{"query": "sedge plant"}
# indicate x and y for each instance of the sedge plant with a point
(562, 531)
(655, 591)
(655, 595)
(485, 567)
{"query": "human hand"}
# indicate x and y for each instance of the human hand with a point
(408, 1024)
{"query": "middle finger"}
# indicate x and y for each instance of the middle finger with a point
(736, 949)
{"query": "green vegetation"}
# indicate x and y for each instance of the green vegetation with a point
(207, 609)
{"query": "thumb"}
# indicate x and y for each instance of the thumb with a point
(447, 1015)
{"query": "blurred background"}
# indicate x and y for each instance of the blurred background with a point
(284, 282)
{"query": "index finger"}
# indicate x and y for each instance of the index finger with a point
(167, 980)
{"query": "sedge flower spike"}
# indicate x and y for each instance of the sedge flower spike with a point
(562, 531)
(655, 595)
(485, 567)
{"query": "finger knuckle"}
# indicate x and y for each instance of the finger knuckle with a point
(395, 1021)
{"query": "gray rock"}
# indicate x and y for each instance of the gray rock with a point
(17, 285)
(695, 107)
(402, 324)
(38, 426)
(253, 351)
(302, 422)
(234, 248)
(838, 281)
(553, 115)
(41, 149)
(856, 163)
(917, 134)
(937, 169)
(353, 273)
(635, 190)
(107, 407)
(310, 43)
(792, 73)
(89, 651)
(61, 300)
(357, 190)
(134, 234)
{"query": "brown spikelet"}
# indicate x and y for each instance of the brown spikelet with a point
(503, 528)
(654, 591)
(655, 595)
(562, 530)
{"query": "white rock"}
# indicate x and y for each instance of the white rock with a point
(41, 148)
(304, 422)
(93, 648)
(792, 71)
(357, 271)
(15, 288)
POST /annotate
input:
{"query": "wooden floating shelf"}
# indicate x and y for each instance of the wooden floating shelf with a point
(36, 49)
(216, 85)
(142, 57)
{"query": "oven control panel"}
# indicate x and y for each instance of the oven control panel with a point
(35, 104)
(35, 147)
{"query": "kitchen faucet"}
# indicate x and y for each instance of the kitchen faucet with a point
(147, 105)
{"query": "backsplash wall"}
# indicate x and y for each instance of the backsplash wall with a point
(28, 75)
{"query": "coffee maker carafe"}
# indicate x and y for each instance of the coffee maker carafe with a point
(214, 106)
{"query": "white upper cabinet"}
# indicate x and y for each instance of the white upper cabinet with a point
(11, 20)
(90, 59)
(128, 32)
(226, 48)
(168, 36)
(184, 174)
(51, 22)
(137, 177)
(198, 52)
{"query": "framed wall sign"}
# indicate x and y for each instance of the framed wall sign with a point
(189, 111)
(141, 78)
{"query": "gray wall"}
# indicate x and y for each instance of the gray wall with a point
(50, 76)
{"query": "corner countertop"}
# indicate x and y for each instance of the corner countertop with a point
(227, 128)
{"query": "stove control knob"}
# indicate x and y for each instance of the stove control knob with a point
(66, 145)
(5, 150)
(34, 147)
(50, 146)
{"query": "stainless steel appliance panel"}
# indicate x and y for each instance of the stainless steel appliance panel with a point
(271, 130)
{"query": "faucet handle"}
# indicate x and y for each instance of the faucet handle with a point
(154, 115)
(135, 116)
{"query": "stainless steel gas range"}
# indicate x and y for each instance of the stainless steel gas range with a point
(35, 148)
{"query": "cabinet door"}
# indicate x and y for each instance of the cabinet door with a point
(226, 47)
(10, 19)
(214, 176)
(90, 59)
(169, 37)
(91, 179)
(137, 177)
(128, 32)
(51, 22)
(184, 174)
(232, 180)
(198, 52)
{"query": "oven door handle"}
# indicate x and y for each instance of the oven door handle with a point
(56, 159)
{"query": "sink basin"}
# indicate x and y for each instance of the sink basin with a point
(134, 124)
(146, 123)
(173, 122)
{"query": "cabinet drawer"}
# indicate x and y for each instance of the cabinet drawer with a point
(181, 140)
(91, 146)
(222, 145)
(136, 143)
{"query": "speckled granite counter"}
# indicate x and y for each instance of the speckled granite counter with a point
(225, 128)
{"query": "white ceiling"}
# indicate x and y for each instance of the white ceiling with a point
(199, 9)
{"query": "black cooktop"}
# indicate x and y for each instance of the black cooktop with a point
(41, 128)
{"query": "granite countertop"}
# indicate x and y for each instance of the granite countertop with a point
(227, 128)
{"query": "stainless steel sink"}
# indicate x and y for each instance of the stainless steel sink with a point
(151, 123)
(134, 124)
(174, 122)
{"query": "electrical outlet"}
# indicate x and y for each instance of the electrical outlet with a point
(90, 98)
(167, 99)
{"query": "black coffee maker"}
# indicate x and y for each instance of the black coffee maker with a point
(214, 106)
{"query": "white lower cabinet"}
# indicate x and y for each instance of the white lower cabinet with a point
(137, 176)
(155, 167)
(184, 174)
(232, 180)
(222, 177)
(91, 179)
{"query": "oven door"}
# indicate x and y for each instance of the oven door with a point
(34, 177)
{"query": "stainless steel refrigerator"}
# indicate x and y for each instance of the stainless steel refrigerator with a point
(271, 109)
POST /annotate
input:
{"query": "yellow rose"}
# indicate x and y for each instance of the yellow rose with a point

........

Copy the records exactly, starting at their first line and ending at the line that contains "(395, 1021)", with both of those lines included.

{"query": "sedge plant"}
# indicate x and y for each instance of the sedge plant with a point
(562, 531)
(655, 591)
(655, 595)
(485, 567)
{"query": "human hand"}
# indicate x and y for each instance of the human hand with a point
(408, 1024)
{"query": "middle finger"}
# indicate x and y for each instance of the middle finger with a point
(736, 949)
{"query": "green vegetation"}
# indicate x and y for each instance of the green vegetation with a point
(207, 609)
{"query": "thumb"}
# indicate x and y for each instance of the thumb with a point
(447, 1015)
{"query": "blurred background"}
# indicate x and y for each instance of the blurred background with a point
(284, 282)
{"query": "index finger"}
# indicate x and y for each instance of the index finger with a point
(167, 980)
{"query": "sedge flower spike"}
# indicate x and y for each instance of the sedge flower spike with a point
(562, 531)
(655, 595)
(485, 567)
{"query": "finger knuckle"}
# indicate x and y for each instance of the finger knuckle with a point
(395, 1021)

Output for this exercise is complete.